EXERCISE: Put each line of the items below into a Markdown table with two columns, Row for the row number and Line for the text. Skip blank lines.
%%
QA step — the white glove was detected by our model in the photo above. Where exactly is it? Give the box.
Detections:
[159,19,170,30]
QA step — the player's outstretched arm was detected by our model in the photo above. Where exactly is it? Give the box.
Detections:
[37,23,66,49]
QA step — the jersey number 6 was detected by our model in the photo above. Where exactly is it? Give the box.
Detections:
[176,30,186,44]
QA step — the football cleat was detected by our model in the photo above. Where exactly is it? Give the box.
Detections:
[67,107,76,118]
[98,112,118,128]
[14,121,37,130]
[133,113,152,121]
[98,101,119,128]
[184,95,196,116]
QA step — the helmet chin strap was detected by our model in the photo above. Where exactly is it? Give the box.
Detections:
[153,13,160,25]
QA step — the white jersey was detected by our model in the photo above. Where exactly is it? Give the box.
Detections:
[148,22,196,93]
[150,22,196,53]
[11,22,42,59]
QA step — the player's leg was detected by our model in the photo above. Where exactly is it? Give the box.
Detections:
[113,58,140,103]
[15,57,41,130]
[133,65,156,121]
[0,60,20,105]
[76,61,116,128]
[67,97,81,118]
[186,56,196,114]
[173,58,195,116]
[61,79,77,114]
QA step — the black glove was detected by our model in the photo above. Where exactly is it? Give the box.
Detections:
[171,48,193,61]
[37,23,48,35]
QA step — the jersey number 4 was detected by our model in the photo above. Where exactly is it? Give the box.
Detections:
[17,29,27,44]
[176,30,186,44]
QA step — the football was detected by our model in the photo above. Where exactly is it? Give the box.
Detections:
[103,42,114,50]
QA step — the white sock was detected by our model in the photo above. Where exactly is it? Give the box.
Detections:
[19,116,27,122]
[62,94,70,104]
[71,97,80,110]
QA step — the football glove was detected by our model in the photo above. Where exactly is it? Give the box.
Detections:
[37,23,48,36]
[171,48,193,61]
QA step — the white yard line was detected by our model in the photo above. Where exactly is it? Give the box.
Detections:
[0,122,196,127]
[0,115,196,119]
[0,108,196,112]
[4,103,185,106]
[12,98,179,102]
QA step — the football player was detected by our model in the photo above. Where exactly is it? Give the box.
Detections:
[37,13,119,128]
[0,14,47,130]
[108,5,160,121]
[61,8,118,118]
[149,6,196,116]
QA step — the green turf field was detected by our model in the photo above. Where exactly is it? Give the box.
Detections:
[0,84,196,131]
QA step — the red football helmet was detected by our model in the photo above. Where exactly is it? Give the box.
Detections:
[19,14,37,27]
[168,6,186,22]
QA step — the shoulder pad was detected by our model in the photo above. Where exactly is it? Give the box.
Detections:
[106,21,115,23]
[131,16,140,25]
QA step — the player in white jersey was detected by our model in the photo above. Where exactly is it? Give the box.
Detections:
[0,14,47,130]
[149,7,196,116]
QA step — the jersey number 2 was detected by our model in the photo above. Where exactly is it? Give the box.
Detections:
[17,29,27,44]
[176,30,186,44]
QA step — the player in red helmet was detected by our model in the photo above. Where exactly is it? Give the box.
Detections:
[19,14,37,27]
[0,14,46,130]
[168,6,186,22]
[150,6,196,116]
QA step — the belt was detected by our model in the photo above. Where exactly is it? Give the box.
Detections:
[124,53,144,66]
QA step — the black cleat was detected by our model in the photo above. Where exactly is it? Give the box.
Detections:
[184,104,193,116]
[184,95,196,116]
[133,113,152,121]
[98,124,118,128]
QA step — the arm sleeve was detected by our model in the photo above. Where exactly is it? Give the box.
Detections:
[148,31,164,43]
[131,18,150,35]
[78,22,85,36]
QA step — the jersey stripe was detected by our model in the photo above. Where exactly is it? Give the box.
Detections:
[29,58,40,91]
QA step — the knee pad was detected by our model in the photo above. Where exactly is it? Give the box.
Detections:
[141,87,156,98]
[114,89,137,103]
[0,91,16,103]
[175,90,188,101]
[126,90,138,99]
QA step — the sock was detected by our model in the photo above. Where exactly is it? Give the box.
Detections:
%%
FULL SOLUTION:
| Row | Line |
|---|---|
| 1 | QA step — the white glove was detected by our model in the photo above. Where exactly is it? Give the box. |
| 2 | Detections: |
| 3 | [159,19,170,30] |
| 4 | QA step — the player's outstretched arm was detected by our model in the photo above. Where exactly is it? Give the box. |
| 5 | Detections: |
| 6 | [37,23,66,49] |
| 7 | QA step — the jersey number 6 was detected by our model in the photo above. Where exactly is it? Give the box. |
| 8 | Detections: |
| 9 | [176,30,186,44] |
| 10 | QA step — the football cleat was detected by our model in the photo above. Where exactly is it? Give the box. |
| 11 | Detections: |
| 12 | [67,107,76,118] |
| 13 | [98,112,118,128] |
| 14 | [14,121,37,130] |
| 15 | [133,113,152,121] |
| 16 | [98,101,119,128] |
| 17 | [184,95,196,116] |
| 18 | QA step — the helmet chin strap was detected by our model in the photo above. Where exactly is it? Give the box. |
| 19 | Detections: |
| 20 | [153,13,160,25] |
| 21 | QA step — the white jersey was detected by our model in the photo above. Where exactly is it? Give the box. |
| 22 | Detections: |
| 23 | [148,22,196,93] |
| 24 | [150,22,196,53] |
| 25 | [11,22,42,59] |
| 26 | QA step — the player's leg was detected by our model in the photo above. Where exactly is it? Give the box. |
| 27 | Detections: |
| 28 | [113,58,140,103] |
| 29 | [15,57,41,130] |
| 30 | [133,65,156,121] |
| 31 | [0,60,20,105] |
| 32 | [76,61,116,128] |
| 33 | [67,97,81,118] |
| 34 | [186,56,196,114] |
| 35 | [173,58,195,116] |
| 36 | [61,79,77,114] |
| 37 | QA step — the black glove was detected by our model in the photo above. Where exactly is it? Give the box. |
| 38 | Detections: |
| 39 | [171,48,193,61] |
| 40 | [37,23,48,35] |
| 41 | QA step — the jersey number 4 was detected by our model in the photo above. Where exactly is it? Give the box. |
| 42 | Detections: |
| 43 | [17,29,27,44] |
| 44 | [176,30,186,44] |
| 45 | QA step — the football was detected by our model in the photo above. Where exactly is it? Give the box. |
| 46 | Detections: |
| 47 | [103,42,114,50] |
| 48 | QA step — the white sock was detected by our model in the photo above. Where exactly is it? Give the box. |
| 49 | Detections: |
| 50 | [19,116,27,122] |
| 51 | [62,94,70,104] |
| 52 | [71,97,80,110] |
| 53 | QA step — the football glove was detected by our model in the photo above. Where exactly is it? Give the box. |
| 54 | Detections: |
| 55 | [37,23,48,36] |
| 56 | [171,48,193,61] |
| 57 | QA step — the white yard line was detected by our model in the photo above. Where exactly is it? Give the box. |
| 58 | Detections: |
| 59 | [0,122,196,127] |
| 60 | [0,115,196,119] |
| 61 | [0,108,196,112] |
| 62 | [4,103,185,106] |
| 63 | [12,98,179,102] |
| 64 | QA step — the football player was detected by our model in the photo above. Where exactly is it? Give the box. |
| 65 | Detections: |
| 66 | [37,13,119,128] |
| 67 | [0,14,47,130] |
| 68 | [108,5,160,121] |
| 69 | [61,8,118,118] |
| 70 | [149,6,196,116] |
| 71 | QA step — the green turf field was detected by our model in the photo above. Where exactly is it? Give the box. |
| 72 | Detections: |
| 73 | [0,84,196,131] |
| 74 | QA step — the red football helmet was detected by our model in the photo above. Where exactly is it? Give the box. |
| 75 | Detections: |
| 76 | [19,14,37,27] |
| 77 | [168,6,186,22] |
| 78 | QA step — the shoulder pad was detected by our model in the photo above. Where exactly is it? Give the box. |
| 79 | Detections: |
| 80 | [106,21,115,23] |
| 81 | [131,16,140,25] |
| 82 | QA step — the player in white jersey was detected by our model in the photo above. Where exactly is it? Give the box. |
| 83 | Detections: |
| 84 | [0,14,47,130] |
| 85 | [149,7,196,116] |
| 86 | QA step — the jersey number 2 was detected by our model in the photo above. Where exactly is it? Give the box. |
| 87 | Detections: |
| 88 | [17,29,27,44] |
| 89 | [176,30,186,44] |
| 90 | QA step — the player in red helmet was detected by our model in the photo above. Where exactly is it? Give the box. |
| 91 | Detections: |
| 92 | [19,14,37,27] |
| 93 | [0,14,46,130] |
| 94 | [168,6,186,22] |
| 95 | [150,6,196,116] |
| 96 | QA step — the belt was detected by our model in the photo above. Where exactly is it? Give the box. |
| 97 | Detections: |
| 98 | [124,53,144,66] |
| 99 | QA step — the black cleat was detected by our model in the photo above. Where exactly is it? Give the box. |
| 100 | Detections: |
| 101 | [184,104,193,116] |
| 102 | [184,95,196,116] |
| 103 | [133,113,152,121] |
| 104 | [98,124,118,128] |
| 105 | QA step — the arm sleeve was detected by our model in the photo above. Where exactly is it? Give the box. |
| 106 | Detections: |
| 107 | [148,31,164,43] |
| 108 | [131,18,150,35] |
| 109 | [78,22,85,36] |
| 110 | QA step — the jersey stripe was detected by our model in the photo above. Where exactly is it? Give the box. |
| 111 | Detections: |
| 112 | [29,58,40,91] |
| 113 | QA step — the knee pad was detected by our model in the photo above. Where exactly is it? Give the box. |
| 114 | Detections: |
| 115 | [141,87,156,98] |
| 116 | [114,89,137,103] |
| 117 | [0,91,16,103] |
| 118 | [175,90,188,101] |
| 119 | [126,90,138,99] |
| 120 | QA step — the sock was detected by our model in the photo above. Where exactly is it? Give the box. |
| 121 | Detections: |